* [TASK DIRECTIONS]:
The expected output is every entry, copied exactly.
++++
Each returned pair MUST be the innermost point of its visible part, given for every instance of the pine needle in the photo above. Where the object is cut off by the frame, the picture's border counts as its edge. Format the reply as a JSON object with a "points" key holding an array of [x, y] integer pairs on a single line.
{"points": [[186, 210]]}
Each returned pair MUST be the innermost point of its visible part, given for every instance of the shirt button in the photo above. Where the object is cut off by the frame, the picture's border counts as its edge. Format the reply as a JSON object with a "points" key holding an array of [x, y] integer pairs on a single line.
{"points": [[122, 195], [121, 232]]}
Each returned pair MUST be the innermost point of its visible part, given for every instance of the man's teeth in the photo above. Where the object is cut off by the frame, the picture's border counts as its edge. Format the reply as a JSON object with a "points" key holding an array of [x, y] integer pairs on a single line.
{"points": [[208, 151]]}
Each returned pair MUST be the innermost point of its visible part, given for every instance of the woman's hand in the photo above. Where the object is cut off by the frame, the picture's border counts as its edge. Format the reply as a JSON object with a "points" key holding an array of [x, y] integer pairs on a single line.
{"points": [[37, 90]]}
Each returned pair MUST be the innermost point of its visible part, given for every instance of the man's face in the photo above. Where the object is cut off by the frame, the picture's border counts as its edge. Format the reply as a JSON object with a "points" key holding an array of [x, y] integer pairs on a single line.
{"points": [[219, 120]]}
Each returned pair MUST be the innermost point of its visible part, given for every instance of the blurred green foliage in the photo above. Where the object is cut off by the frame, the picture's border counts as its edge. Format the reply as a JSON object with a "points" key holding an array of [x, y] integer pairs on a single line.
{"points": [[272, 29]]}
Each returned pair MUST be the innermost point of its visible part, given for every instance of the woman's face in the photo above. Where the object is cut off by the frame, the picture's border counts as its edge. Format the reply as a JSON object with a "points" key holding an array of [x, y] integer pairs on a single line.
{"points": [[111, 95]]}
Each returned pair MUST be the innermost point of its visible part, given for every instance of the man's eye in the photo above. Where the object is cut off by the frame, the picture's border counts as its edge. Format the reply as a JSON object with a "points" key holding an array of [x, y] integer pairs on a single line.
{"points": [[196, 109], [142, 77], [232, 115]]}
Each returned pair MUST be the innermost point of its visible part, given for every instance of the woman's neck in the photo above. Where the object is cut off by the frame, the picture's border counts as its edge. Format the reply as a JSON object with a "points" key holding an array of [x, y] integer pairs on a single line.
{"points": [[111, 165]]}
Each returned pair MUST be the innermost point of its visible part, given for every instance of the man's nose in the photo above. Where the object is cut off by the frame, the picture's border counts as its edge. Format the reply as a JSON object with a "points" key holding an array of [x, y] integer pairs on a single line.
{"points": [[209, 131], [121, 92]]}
++++
* [FINISHED EXERCISE]:
Each returned pair MUST be the innermost point of its visible part, given for every instance of the pine needle in the photo above. Where the object is cut off by the frame, the picture's border counts as its edge. Format the reply as a JSON object with a "points" key holding an array of [x, y] integer pairs on a single line.
{"points": [[186, 210]]}
Each returned pair MUST be the innermost point of its visible part, given for every instance of the shirt button in the photo above. Where the object is cut off by the frame, the picture's border counts as its edge. Format the reply as a JSON object with a "points" key holding an array of [x, y] integer pairs on a single line.
{"points": [[122, 195], [121, 232]]}
Each returned pair MUST be the innermost point of its visible part, given for every instance of the man's teeth in the photo above. Where the object is cut off by the frame, the picture's border counts as its edge. Format the reply as a JSON object with a "points" key holding an array of [x, y] integer pairs on a single line.
{"points": [[208, 151]]}
Each returned pair MUST be the innermost point of its visible part, given for every instance of the woman's hand in the photo above. Where the object is cut off by the frame, the picture's border counts as its edge. Format the reply as a JSON object with a "points" key holding an array of [x, y] integer pairs on a single line.
{"points": [[37, 90]]}
Each returned pair MUST be the innermost point of its visible part, given for every instance of the man's face in the photo above. Where the object is cut off by the frame, the picture's border counts as its edge. Format the reply as a JSON object with a "points" key holding an array of [x, y] integer pairs on a single line.
{"points": [[219, 120]]}
Each returned pair MUST be the innermost point of its visible part, given for every instance of the blurred green foliage in the photo above. Where the object is cut off by the frame, the picture's border counts as its edge. Format the reply as a JSON object with a "points" key holding an array of [x, y] integer pairs on a single line.
{"points": [[272, 29]]}
Each returned pair MUST be the innermost point of its visible part, given for every instance of the woman's face in the photo above. Where the object is cut off by the frame, the picture's border counts as its edge. Format the reply as a JSON object with a "points" key holding an array of [x, y] integer pairs on a single line.
{"points": [[111, 95]]}
Each returned pair MUST be the innermost point of its visible part, given for every instance of the man's eye in the photo above. Where the object is cut off by the frame, the picture's border counts as its edge. Format the reply as a JSON object with a "points" key holding an array of [x, y] integer pairs on a single line.
{"points": [[196, 109], [142, 77], [232, 115]]}
Each returned pair MUST be the innermost point of its visible part, given for every instance of the woman's neck in the photo above. Where the object is cut off by the frame, the picture's border counts as its edge. Format the reply as a JSON object with a "points" key holding an array of [x, y] integer pairs on a single line.
{"points": [[111, 165]]}
Each returned pair MUST be the innermost point of its visible part, given for every instance of the man's nose in the photo above. Where the object is cut off by the frame, the picture's border counts as its edge. Format the reply as a JSON object with a "points" key holding an array of [x, y] integer pairs on a single line.
{"points": [[209, 131], [121, 92]]}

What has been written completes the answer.